Promising news about toddler speech capabilities was published in the journal Pediatrics this month. Chatty tots whose parents engaged in regular conversation developed into adolescents with high-flying cognitive abilities.
The purpose of the study was to predict whether early exposure to words increased a child’s vocabulary, IQ, and mental development. Over 300 children between the ages of 2 months and 3 years old were recruited for the first part of the study, which recorded 12 hours’ worth of conversations with their parents per day.
These interactions were logged over a span of six months, with special attention being paid to how often a child responded and whether it was in a back-and-forth fashion. Called a conversation turn-count, the exchanges were analyzed and measured by speech pathologists.
Out of the original 350 or so participants, only 146 families participated in the follow-up phase of study ten years later. All the children who were reevaluated were ages 9 to 14.
What researchers found was that babies who began the study in the 18 to 24 months age group had the strongest outcomes in terms of language and comprehension skills.
That period is what pediatricians deem a language burst – or language explosion – and it’s the age where children absorb words like sponges. Along with that, they learn a flurry of new words that they try to pronounce and form into sentences.
For the kids in this study who were in environments where vocabulary-rich interactions occurred (through reading, conversations, etc.), it was determined that their IQs benefited from the boost. How much?

Data records

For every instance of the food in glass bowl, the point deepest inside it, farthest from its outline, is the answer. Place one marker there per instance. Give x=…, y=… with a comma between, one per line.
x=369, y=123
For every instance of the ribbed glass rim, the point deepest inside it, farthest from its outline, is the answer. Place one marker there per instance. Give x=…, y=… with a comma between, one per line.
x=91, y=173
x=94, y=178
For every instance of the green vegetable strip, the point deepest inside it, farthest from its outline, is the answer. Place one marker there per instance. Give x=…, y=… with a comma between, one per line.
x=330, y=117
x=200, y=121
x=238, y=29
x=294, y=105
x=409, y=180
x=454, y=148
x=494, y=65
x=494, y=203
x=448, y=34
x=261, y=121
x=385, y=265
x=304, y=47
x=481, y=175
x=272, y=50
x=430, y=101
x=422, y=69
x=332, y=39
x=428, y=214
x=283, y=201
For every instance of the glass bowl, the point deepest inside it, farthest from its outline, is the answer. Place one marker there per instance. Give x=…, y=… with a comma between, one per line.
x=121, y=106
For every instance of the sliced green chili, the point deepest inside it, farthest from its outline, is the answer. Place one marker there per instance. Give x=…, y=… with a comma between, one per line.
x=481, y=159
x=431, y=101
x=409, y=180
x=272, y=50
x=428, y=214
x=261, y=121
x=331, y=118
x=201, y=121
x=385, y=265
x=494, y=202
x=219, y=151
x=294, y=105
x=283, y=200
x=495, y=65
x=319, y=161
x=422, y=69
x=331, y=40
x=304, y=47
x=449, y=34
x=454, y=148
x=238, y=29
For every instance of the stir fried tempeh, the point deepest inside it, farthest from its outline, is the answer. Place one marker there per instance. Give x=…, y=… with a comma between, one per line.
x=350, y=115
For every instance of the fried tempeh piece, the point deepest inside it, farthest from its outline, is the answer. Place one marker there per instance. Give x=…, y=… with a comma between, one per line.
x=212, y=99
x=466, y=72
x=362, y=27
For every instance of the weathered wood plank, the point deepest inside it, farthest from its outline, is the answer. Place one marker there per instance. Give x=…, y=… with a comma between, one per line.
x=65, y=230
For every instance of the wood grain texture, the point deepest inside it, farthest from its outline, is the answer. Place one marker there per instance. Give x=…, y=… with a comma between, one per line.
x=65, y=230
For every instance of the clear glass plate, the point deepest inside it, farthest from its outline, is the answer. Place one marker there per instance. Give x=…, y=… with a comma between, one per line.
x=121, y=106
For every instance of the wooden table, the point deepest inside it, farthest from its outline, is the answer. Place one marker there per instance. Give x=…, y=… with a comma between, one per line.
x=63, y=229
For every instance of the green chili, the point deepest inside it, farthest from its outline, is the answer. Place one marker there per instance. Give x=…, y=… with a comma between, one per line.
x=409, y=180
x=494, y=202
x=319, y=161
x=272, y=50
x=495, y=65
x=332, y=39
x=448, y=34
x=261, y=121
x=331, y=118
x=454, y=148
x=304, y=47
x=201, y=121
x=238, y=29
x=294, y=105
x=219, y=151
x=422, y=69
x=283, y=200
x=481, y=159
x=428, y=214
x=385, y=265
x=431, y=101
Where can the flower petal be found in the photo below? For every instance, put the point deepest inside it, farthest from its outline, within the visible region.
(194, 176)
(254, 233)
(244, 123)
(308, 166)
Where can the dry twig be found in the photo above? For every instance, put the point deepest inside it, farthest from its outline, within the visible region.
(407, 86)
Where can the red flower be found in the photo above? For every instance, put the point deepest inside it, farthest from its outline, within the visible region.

(What is expected): Reproduce the full passage on toddler conversation and later cognitive ability, word for word, from its first sentence to its last.

(Finished task):
Promising news about toddler speech capabilities was published in the journal Pediatrics this month. Chatty tots whose parents engaged in regular conversation developed into adolescents with high-flying cognitive abilities.
The purpose of the study was to predict whether early exposure to words increased a child’s vocabulary, IQ, and mental development. Over 300 children between the ages of 2 months and 3 years old were recruited for the first part of the study, which recorded 12 hours’ worth of conversations with their parents per day.
These interactions were logged over a span of six months, with special attention being paid to how often a child responded and whether it was in a back-and-forth fashion. Called a conversation turn-count, the exchanges were analyzed and measured by speech pathologists.
Out of the original 350 or so participants, only 146 families participated in the follow-up phase of study ten years later. All the children who were reevaluated were ages 9 to 14.
What researchers found was that babies who began the study in the 18 to 24 months age group had the strongest outcomes in terms of language and comprehension skills.
That period is what pediatricians deem a language burst – or language explosion – and it’s the age where children absorb words like sponges. Along with that, they learn a flurry of new words that they try to pronounce and form into sentences.
For the kids in this study who were in environments where vocabulary-rich interactions occurred (through reading, conversations, etc.), it was determined that their IQs benefited from the boost. How much?